*** Opening of Provided text ***

Social oversight follows a different logic. Besides reporting
misbehaviour to state agencies, social control aims to empower citizens to sanction political actors by withdrawing
support and manifesting discontent. Such empowerment requires informing citizens about political finance during the
electoral process. However, the legal framework for such
disclosure is still limited in most countries where the law
does not require concomitant rendering of accounts. Therefore, informing citizens may require independent data gathering by non-governmental organisations, or translating
public data into an accessible format. Empowering the citizenry also requires shaping social norms to achieve a better
understanding of what is acceptable behaviour. While state
control is bound to the laws in place, social control may
develop different behavioural standards. A party accepting
lawful political contributions from a particular industry
(e.g. timber, weapons, polluting industries) in contradiction
with the declared political priority (conservation, disarmament, and environment) may be punished by the voter for
this contradiction. This is an opportunity and a challenge
for social oversight.
When assessing the corruption risks of political donations
influencing elected officeholders, state agencies face the
challenge of providing proof for the causal link between a
political donation and a favour rendered. This connection
is difficult to establish. First, private donations per se are
mostly legal and, unlike bribes, the transfer itself does not
provide evidence for a corrupt deal. Second, time gaps between campaign contributions and a future favours from
elected officeholders make it difficult to establish causal
links between both actions. Finally, elected officeholders
have wide discretionary powers, and are not legally obliged
to give reasons for their decisions and answer to their voters. These factors make it hard to prove that the motivation
for a given decision results from a campaign contribution
rather than a public interest rationale.
Technical expertise
Defending the public
interest
Again, social control operates on a different logic. A reasonable doubt about the causal connection between donations
and retributions might be sufficient to activate mechanisms
of social sanctions. Since officeholders are answerable to the
citizenry, CSOs have a vital role in providing evidence on
how campaign finance might be linked to decisions by officeholders. A large donation by a company in combination
with an increased share of public contracts can well be sufficient for voters to withdraw support from the government.
CSOs also have a vital role in remedying the effects of legal shortcomings and weak state controls. If the state fails
to guarantee a rule of law, CSOs often take on a controlof-controllers role. E.g. confronting state agencies when
parties and candidates provide flawed data may force the
former into adopting a more proactive stance. State control
is often activated by criticism from civil society.

*** Close of Provided text ***

■ What needs to be done: According to the text on political finance oversight, what might be enough to activate mechanisms of social sanctions?

*** Opening of Data excerpts ***

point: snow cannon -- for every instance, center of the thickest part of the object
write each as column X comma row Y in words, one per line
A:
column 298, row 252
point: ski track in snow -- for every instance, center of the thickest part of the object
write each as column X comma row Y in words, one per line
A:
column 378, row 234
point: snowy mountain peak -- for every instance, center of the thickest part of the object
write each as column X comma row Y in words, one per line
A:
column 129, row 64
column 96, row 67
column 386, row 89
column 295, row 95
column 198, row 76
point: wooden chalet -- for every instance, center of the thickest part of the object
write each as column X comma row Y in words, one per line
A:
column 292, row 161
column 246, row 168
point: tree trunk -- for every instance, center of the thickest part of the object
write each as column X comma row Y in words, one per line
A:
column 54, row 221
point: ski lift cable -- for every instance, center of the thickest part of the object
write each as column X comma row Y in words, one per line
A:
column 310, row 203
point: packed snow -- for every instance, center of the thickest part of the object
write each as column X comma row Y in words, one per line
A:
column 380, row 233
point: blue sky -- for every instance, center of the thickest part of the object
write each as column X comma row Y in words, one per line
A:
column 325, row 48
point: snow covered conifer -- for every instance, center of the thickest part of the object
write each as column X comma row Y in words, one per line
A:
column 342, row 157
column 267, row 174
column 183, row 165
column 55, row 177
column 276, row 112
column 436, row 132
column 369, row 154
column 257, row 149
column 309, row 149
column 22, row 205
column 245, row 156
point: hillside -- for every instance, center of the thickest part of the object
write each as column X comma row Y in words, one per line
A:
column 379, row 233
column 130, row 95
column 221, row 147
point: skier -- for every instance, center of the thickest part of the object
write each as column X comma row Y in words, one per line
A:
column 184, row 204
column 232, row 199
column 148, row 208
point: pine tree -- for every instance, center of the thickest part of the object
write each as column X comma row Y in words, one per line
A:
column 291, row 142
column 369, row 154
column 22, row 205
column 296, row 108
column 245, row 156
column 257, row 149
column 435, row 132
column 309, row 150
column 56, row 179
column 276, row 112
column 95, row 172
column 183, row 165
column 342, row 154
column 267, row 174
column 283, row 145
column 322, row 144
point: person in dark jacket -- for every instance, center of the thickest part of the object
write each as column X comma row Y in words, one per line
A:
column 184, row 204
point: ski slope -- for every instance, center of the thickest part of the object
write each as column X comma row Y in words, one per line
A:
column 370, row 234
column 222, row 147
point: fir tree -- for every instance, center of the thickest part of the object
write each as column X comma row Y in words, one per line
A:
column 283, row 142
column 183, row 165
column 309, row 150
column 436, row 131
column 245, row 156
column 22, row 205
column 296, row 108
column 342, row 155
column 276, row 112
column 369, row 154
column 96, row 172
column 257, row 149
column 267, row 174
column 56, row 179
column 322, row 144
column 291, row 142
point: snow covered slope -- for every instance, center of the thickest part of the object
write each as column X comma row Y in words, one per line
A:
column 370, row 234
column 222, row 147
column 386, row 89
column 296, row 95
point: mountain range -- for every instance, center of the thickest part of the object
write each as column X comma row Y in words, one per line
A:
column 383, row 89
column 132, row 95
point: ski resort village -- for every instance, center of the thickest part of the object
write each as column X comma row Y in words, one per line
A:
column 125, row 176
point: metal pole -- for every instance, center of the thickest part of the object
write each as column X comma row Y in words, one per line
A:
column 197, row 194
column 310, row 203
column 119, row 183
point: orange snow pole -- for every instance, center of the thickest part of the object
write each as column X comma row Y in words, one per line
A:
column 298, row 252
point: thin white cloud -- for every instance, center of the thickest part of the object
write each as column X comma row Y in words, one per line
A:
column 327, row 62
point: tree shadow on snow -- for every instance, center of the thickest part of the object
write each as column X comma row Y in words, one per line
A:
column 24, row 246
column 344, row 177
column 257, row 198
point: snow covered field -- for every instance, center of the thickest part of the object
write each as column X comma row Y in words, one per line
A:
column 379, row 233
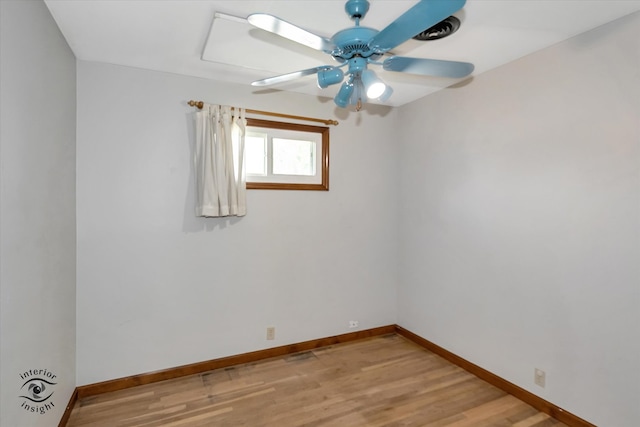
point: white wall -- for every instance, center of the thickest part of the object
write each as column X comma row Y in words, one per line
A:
column 37, row 211
column 521, row 222
column 158, row 287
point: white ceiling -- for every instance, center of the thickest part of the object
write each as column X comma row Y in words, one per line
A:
column 173, row 35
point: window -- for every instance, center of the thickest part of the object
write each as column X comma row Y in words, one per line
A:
column 286, row 156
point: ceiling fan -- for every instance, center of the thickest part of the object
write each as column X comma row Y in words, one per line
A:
column 356, row 47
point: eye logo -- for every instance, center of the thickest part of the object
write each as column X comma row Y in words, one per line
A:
column 35, row 390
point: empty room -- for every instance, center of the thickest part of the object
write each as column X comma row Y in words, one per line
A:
column 209, row 217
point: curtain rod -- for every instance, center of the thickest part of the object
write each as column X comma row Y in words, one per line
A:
column 200, row 105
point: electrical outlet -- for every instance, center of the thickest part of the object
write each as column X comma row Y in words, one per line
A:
column 540, row 378
column 271, row 333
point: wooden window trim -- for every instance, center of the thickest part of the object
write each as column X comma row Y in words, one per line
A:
column 324, row 131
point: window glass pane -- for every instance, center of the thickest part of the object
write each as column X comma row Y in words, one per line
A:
column 294, row 157
column 256, row 154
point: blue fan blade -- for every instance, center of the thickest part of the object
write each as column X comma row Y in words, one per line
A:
column 290, row 76
column 428, row 67
column 423, row 15
column 289, row 31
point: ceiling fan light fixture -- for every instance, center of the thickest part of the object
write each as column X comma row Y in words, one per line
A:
column 386, row 94
column 330, row 77
column 373, row 85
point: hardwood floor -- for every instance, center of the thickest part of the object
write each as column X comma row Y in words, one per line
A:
column 380, row 381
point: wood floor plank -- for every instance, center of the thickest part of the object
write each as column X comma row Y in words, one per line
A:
column 381, row 381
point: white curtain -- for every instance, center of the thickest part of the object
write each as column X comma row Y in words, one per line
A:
column 219, row 161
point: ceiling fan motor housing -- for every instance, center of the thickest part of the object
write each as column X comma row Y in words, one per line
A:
column 353, row 41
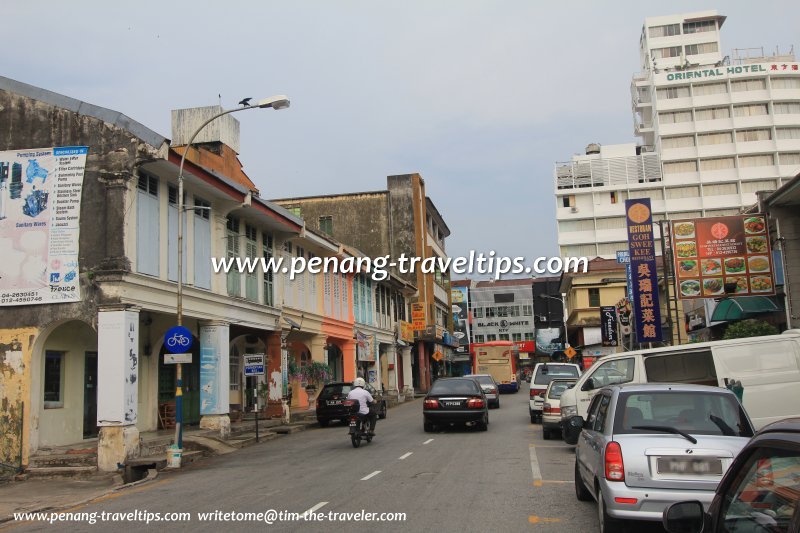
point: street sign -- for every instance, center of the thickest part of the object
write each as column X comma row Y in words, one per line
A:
column 254, row 365
column 175, row 358
column 178, row 339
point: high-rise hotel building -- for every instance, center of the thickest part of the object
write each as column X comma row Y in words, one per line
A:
column 713, row 130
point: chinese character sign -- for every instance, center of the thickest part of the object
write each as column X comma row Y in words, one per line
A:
column 641, row 247
column 723, row 255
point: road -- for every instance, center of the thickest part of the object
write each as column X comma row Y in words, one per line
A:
column 505, row 479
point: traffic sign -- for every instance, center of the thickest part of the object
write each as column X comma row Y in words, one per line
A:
column 178, row 339
column 254, row 365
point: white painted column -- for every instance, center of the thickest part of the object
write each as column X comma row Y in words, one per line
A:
column 117, row 387
column 215, row 376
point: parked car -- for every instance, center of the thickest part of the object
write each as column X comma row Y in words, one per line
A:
column 767, row 367
column 490, row 388
column 329, row 402
column 543, row 374
column 760, row 491
column 455, row 401
column 643, row 447
column 551, row 408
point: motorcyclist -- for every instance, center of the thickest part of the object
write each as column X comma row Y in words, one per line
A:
column 364, row 398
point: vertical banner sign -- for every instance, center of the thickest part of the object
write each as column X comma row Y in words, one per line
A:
column 608, row 325
column 40, row 206
column 641, row 246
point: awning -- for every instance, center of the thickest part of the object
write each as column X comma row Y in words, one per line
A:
column 743, row 307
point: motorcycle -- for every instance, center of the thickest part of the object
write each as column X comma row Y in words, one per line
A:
column 359, row 426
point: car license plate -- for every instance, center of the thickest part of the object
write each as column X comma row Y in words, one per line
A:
column 691, row 466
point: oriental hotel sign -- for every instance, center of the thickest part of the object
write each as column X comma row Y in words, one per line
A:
column 718, row 72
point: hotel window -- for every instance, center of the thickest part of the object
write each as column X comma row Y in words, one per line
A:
column 763, row 160
column 611, row 223
column 667, row 30
column 594, row 297
column 786, row 108
column 706, row 89
column 789, row 158
column 720, row 189
column 675, row 117
column 701, row 48
column 684, row 141
column 669, row 93
column 653, row 194
column 787, row 133
column 699, row 26
column 753, row 135
column 712, row 113
column 724, row 137
column 669, row 51
column 748, row 85
column 326, row 225
column 785, row 83
column 683, row 192
column 720, row 163
column 754, row 110
column 758, row 185
column 677, row 167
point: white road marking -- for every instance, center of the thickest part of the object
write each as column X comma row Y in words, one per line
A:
column 318, row 506
column 375, row 473
column 537, row 474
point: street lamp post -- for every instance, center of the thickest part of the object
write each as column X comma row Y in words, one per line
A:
column 275, row 102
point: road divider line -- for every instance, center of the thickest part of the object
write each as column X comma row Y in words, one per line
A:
column 537, row 473
column 375, row 473
column 318, row 506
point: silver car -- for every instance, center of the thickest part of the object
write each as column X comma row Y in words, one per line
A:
column 643, row 447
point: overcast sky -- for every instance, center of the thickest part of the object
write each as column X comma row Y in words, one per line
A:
column 480, row 97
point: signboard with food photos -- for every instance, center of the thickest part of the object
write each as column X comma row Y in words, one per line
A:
column 711, row 253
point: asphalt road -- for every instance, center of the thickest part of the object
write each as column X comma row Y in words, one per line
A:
column 505, row 479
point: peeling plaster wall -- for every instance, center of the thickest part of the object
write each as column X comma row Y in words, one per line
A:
column 15, row 393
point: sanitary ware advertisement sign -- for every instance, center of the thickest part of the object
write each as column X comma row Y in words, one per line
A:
column 40, row 206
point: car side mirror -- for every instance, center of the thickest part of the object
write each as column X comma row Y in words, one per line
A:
column 684, row 517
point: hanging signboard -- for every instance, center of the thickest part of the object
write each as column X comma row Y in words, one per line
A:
column 641, row 247
column 720, row 256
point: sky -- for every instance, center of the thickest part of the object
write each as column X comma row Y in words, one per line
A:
column 481, row 98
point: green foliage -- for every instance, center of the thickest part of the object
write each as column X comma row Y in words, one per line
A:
column 749, row 328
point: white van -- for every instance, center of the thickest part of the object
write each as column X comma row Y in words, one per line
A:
column 767, row 367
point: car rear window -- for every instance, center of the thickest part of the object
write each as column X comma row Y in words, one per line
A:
column 334, row 390
column 547, row 373
column 558, row 388
column 695, row 412
column 455, row 386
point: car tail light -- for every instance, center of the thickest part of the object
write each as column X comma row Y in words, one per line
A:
column 615, row 470
column 475, row 403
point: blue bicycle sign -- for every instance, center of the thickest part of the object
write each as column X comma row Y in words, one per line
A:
column 178, row 339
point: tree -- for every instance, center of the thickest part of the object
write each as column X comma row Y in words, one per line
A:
column 749, row 328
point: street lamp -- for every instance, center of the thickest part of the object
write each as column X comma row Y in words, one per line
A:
column 563, row 302
column 275, row 102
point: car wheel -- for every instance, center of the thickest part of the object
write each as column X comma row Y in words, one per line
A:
column 607, row 523
column 581, row 492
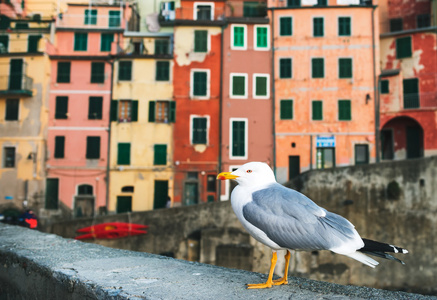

*** Close of Data excerpts ***

■ Answer box: A reasonable doubt about the causal connection between donations and retributions.